ASSIGNED TASK: Continue the PhysioWave write-up below from the end of its last sentence.

Frequency-guided Masking (FgM): The FFT spectral energy of each patch is computed and mixed with random noise to yield an importance score \(s_n = \alpha \cdot e_n + (1-\alpha) \cdot z_n\), prioritizing high-energy patches for masking. This forces the model to infer critical information from context, producing richer discriminative features compared to random time-domain masking.

Loss & Training¶

Pretraining loss: Smooth-L1 reconstruction loss computed only on masked patches: \(\mathcal{L} = \frac{1}{|\mathcal{M}|} \sum_{n \in \mathcal{M}} \text{SmoothL1}(\hat{p}_n, p_n)\)
Unimodal downstream: End-to-end fine-tuning; mean pooling followed by a two-layer MLP classifier.
Multimodal downstream: Pretrained encoders for each modality are frozen; only the classification head and softmax-constrained fusion weights are trained: \(z_{\text{fused}} = \sum_{m \in \mathcal{M}} \alpha_m z_m\)

Key Experimental Results¶

Main Results¶

ECG Rhythm Classification (PTB-XL)

Method	Params	F1 (%)	AUROC (%)
ECG-Chat (2024)	13B	55.9	94.1
MaeFE (2023)	9M	64.7	88.6
PhysioWave-Large	37M	66.7	94.6

EMG Gesture Recognition (EPN-612)

Method	Params	Acc (%)	F1 (%)
Moment (2024)	385M	90.87	90.16
OTiS (2024)	45M	87.55	88.03
PhysioWave-Large	37M	94.50	94.56

Ablation Study¶

Configuration	Training Loss	Acc (%)	F1 (%)
w/o FgM (random masking)	0.24	92.48	92.85
w/o pretraining	0.27	91.67	91.57
Full model	0.22	93.12	93.67

Key Findings¶

PhysioWave-Large achieves 66.7% F1 on PTB-XL, surpassing the 13B-parameter ECG-Chat.

RECORD EXCERPTS:
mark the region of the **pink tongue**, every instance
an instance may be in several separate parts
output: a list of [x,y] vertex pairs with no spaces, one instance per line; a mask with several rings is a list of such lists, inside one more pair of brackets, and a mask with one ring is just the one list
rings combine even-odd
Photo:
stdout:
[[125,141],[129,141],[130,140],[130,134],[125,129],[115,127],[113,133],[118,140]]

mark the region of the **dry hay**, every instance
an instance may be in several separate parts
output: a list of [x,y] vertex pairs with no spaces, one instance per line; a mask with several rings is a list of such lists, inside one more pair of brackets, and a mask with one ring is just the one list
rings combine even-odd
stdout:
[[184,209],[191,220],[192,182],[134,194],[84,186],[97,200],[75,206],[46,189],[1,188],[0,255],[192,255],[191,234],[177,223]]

==

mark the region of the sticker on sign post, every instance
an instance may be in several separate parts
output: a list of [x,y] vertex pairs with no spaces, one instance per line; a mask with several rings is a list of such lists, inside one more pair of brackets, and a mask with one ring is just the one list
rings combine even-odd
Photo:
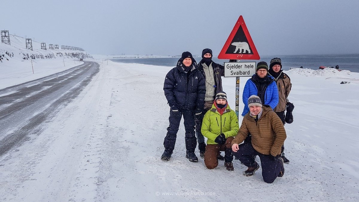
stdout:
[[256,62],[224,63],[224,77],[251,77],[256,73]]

ANSWER BOX:
The EMG model outperforms Moment across three benchmarks using fewer than one-tenth of its parameters.
Multimodal fusion yields a +7.3% accuracy improvement on DEAP emotion recognition (81.3%→88.6%).
FgM improves F1 by 0.8% over random masking; pretraining contributes an additional 2.1% F1 gain.

Highlights & Insights¶

The first large-scale pretrained foundation models for EMG and ECG, trained on 823 GB of EMG and 182 GB of ECG data respectively, filling a critical gap in the field.
Learnable wavelet decomposition elegantly addresses the multi-scale and non-stationary characteristics of physiological signals, proving highly effective as a general-purpose front-end.
The FgM strategy upgrades masking from "random dropout" to "information-guided selection," aligning well with the non-uniform information distribution inherent in physiological signals.
The multimodal framework adopts a frozen-encoder plus lightweight-fusion design, mitigating overfitting risks on small downstream datasets.

Limitations & Future Work¶

Other modalities such as optical biosensors are not yet supported.
The multimodal fusion relies on simple weighted summation; more sophisticated attention-based fusion may yield further improvements.
Pretraining data are biased toward Western populations, and generalization across different ethnic and age groups remains to be validated.
Real-time inference efficiency is not thoroughly discussed, which may pose challenges for edge device deployment.

Relation to LaBraM / EEGPT: PhysioWave extends the pretraining paradigm from EEG to EMG and ECG, providing a unified multimodal framework.
Comparison with Moment / OTiS: General-purpose time-series foundation models underperform domain-specific models on physiological signals, underscoring the importance of domain-specific design choices such as the wavelet front-end.
Insight: The combination of learnable wavelet decomposition and frequency-guided masking may generalize to other non-stationary signal analysis tasks, such as seismic or acoustic signal processing.

Rating¶

Novelty: ⭐⭐⭐⭐ (The combination of learnable wavelets and FgM is novel, though individual components have prior precedents.)
Experimental Thoroughness: ⭐⭐⭐⭐⭐ (Three modalities, 6+ datasets, comprehensive ablations.)
Writing Quality: ⭐⭐⭐⭐ (Clear structure with detailed formulations.)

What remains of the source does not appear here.